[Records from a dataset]
_ _ _ _

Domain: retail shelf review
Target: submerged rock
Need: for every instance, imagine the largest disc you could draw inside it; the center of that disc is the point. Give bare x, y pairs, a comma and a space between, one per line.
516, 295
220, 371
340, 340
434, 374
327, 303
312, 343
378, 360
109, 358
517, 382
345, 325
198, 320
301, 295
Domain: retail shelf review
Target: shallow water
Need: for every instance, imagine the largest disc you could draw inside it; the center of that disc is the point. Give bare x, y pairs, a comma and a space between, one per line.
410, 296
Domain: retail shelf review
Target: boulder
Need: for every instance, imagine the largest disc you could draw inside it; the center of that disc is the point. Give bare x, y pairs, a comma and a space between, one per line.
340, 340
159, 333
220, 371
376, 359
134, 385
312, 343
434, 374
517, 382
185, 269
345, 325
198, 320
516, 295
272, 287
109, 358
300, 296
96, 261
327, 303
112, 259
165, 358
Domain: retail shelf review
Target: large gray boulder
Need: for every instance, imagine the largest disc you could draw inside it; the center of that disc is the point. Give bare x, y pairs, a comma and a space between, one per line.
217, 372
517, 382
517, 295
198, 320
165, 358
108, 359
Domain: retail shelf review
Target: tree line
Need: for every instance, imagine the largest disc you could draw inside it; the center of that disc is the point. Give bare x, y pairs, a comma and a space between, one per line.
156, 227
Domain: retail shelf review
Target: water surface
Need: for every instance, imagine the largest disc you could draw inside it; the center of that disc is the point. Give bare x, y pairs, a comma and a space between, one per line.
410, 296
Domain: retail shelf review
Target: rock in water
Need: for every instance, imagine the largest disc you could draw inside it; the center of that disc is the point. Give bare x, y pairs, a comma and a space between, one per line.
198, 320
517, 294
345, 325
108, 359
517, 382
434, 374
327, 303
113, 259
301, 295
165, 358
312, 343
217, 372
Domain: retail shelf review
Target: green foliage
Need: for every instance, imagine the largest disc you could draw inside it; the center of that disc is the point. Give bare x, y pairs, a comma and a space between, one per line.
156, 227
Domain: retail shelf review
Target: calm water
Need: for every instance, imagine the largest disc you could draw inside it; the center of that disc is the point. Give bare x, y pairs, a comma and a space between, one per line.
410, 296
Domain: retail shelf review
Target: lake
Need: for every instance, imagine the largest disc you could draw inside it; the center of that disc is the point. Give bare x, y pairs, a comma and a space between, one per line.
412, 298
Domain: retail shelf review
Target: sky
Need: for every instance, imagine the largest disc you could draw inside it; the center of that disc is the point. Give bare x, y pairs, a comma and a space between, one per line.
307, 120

_ _ _ _

DIRECTIONS: The records above must be output exactly, in full.

WRITTEN SOLUTION:
Domain: retail shelf review
Target: submerged rock
Need: for every instance, imagine the largest disc you could draw inside it; the center of that disc is the point. Give bare x, y pairs, a comma and a space between, one per line.
516, 295
220, 371
340, 340
434, 374
327, 303
312, 343
378, 360
109, 358
517, 382
345, 325
198, 320
301, 295
Domain: retail shelf review
Target: shallow water
Need: for every instance, imagine the largest disc you could draw inside it; the center of that disc is the point. Give bare x, y pairs, a comma and a space between, one per line.
410, 296
Domain: retail shelf review
Target: boulder
Need: for every instance, imagine the largest disc you could draw inside it; the center of that disc is the point. Give bare x, y pairs, a comma and a space between, one per line.
340, 340
159, 333
220, 371
376, 359
134, 385
312, 343
434, 374
517, 382
185, 269
345, 325
198, 320
516, 295
272, 287
109, 358
300, 296
96, 261
327, 303
112, 259
165, 358
Domain: retail shelf review
Target: large gray boulder
Need: for every instance, imagine the largest disc you could draw inside it; the center of that disc is the point. Give bare x, y pairs, a comma and a space between, one per line.
217, 372
517, 382
517, 295
198, 320
165, 358
108, 359
Domain: retail shelf review
Target: tree line
Need: for every instance, imagine the largest disc you could draw inside it; the center of that disc is the point. Give bare x, y pairs, a comma and a space between, one per line.
156, 227
Domain: retail shelf review
Target: water surface
Need: for every instance, imagine the largest disc you could draw inside it; the center of that disc is the point. Give bare x, y pairs, a comma and a space between, one per line.
410, 296
Domain: retail shelf review
Target: rock in water
Need: for every instance, imagine the largest disc you could draw inside it; the center of that disc is the point. Give bare x, y pairs, a comma and a space between, one per line.
198, 320
517, 294
345, 325
108, 359
517, 382
434, 374
327, 303
113, 259
301, 295
165, 358
312, 343
217, 372
Domain: retail shelf review
Target: green foliage
Need: for every instance, imagine the largest disc you could draw inside it; the center of that disc is the point. Give bare x, y pairs, a comma and a space between, one per line.
156, 227
Domain: retail shelf review
Target: calm water
Need: for every instance, imagine the largest disc you could draw inside it; the center of that disc is the point. Give bare x, y pairs, a comma and a space between, one per line.
410, 296
Domain: retail shelf review
Target: lake
Need: for every instance, imagine the largest disc you could draw inside it; the center of that disc is the point. Give bare x, y pairs, a comma and a space between, one per line.
412, 298
Domain: retail shelf review
Target: sky
Need: for every instance, imagine the largest disc you could draw inside it; the center of that disc is the point. Give bare x, y pairs, a comma and a space between, one per line.
307, 120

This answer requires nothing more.